-------- Raw data

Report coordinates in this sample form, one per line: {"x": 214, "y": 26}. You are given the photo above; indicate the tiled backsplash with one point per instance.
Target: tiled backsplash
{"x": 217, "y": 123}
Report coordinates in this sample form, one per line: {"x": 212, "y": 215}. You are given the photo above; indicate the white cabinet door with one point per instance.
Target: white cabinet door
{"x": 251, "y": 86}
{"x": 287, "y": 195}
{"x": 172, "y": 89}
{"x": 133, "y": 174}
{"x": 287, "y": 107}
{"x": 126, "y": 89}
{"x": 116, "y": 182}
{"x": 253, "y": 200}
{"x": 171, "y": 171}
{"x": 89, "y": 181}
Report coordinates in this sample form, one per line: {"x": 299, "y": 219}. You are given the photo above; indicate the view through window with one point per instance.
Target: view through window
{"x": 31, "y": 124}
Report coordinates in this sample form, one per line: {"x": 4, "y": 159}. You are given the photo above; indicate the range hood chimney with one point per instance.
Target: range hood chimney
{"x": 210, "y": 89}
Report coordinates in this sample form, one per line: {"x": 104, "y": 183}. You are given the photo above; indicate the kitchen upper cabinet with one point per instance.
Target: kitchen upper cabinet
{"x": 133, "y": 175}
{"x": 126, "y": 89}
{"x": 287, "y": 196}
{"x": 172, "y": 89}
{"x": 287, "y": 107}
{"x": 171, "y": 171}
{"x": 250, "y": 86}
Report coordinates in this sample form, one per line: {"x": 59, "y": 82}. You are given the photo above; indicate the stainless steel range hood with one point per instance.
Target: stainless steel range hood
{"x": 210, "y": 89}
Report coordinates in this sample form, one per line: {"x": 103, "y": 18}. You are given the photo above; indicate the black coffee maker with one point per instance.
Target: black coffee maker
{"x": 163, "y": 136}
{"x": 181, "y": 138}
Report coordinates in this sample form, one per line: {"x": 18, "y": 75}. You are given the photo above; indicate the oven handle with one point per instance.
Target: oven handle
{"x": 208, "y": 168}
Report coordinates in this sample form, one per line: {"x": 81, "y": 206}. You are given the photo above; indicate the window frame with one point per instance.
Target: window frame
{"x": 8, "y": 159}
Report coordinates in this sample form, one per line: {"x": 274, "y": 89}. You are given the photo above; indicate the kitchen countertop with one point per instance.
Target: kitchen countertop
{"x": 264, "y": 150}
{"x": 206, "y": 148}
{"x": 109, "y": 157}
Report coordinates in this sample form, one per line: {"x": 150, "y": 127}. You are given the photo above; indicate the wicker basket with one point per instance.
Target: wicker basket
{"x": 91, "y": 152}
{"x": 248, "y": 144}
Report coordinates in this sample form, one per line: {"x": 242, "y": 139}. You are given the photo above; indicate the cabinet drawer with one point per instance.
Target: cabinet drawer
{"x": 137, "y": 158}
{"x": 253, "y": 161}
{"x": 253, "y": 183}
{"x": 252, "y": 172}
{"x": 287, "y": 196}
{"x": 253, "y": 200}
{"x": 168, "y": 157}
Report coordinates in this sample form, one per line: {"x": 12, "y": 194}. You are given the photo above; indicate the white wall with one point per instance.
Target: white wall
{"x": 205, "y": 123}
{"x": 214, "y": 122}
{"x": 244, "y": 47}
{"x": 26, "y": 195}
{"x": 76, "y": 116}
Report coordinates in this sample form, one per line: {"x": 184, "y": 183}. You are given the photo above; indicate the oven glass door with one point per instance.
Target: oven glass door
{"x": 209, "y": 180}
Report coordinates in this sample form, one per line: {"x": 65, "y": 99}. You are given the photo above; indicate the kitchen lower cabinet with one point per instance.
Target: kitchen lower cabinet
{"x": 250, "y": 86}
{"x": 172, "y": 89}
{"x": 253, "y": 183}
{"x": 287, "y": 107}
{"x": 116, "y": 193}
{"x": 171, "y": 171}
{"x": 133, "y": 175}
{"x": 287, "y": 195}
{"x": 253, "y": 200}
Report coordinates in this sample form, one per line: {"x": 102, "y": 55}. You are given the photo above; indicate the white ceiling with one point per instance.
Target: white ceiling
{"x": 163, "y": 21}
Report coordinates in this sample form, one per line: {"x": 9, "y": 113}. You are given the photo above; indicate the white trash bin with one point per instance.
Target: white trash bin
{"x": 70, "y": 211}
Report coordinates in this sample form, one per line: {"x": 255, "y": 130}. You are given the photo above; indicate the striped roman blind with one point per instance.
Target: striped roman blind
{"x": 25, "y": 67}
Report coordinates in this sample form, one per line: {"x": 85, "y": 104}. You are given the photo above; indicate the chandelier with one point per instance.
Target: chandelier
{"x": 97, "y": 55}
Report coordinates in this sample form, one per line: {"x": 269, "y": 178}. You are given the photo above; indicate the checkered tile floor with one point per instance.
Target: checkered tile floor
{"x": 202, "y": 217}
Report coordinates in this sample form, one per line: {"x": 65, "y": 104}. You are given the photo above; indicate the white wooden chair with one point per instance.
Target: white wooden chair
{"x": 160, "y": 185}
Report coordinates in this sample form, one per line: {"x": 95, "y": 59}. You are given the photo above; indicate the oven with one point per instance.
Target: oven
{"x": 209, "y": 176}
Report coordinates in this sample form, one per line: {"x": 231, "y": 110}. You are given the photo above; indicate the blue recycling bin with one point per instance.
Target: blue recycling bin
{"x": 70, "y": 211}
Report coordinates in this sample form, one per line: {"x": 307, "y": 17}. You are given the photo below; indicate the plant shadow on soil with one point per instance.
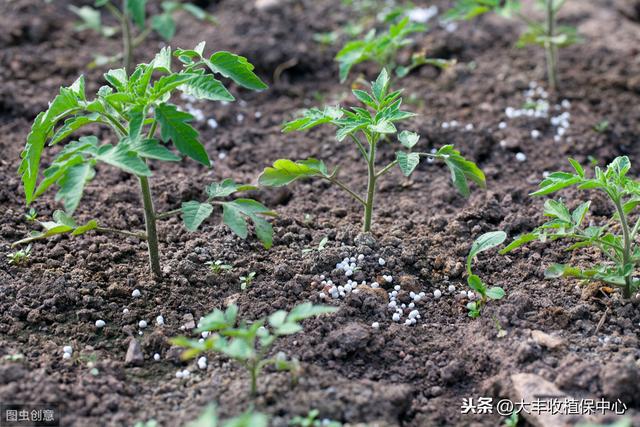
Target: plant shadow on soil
{"x": 397, "y": 375}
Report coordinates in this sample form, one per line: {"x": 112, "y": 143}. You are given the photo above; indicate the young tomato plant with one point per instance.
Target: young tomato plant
{"x": 132, "y": 15}
{"x": 249, "y": 343}
{"x": 545, "y": 33}
{"x": 367, "y": 128}
{"x": 383, "y": 49}
{"x": 616, "y": 239}
{"x": 481, "y": 244}
{"x": 134, "y": 107}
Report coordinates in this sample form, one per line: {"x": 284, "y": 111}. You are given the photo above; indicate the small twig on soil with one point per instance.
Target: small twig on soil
{"x": 602, "y": 320}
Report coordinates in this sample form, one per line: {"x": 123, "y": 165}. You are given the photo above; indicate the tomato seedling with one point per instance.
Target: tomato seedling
{"x": 481, "y": 244}
{"x": 615, "y": 239}
{"x": 248, "y": 343}
{"x": 134, "y": 107}
{"x": 132, "y": 15}
{"x": 367, "y": 128}
{"x": 546, "y": 33}
{"x": 383, "y": 49}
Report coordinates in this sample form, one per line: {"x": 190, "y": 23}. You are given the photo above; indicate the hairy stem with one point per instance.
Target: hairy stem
{"x": 150, "y": 222}
{"x": 371, "y": 185}
{"x": 551, "y": 50}
{"x": 626, "y": 254}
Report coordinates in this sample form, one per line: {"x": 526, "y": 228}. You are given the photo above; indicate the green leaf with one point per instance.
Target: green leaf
{"x": 174, "y": 126}
{"x": 207, "y": 87}
{"x": 164, "y": 25}
{"x": 519, "y": 241}
{"x": 194, "y": 213}
{"x": 407, "y": 162}
{"x": 72, "y": 185}
{"x": 285, "y": 171}
{"x": 483, "y": 243}
{"x": 495, "y": 293}
{"x": 152, "y": 149}
{"x": 136, "y": 8}
{"x": 226, "y": 188}
{"x": 122, "y": 157}
{"x": 237, "y": 68}
{"x": 461, "y": 169}
{"x": 408, "y": 139}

----------------

Task prompt
From the entries above, restate word for word the lines from the line containing "stem with one point per instance." to the line containing "leaf with one point per instance.", both ends included, and nothing more.

Reply to the exercise
Report coordinates in this sample form, one per line: {"x": 190, "y": 23}. You are given the photo above; indicate the hairy stem with one point per instance.
Target: hairy stem
{"x": 150, "y": 222}
{"x": 371, "y": 185}
{"x": 551, "y": 50}
{"x": 626, "y": 254}
Report coordinates in this sample form, one per line: {"x": 526, "y": 228}. You are given the photo above; indicate the green leaf with one point per instance.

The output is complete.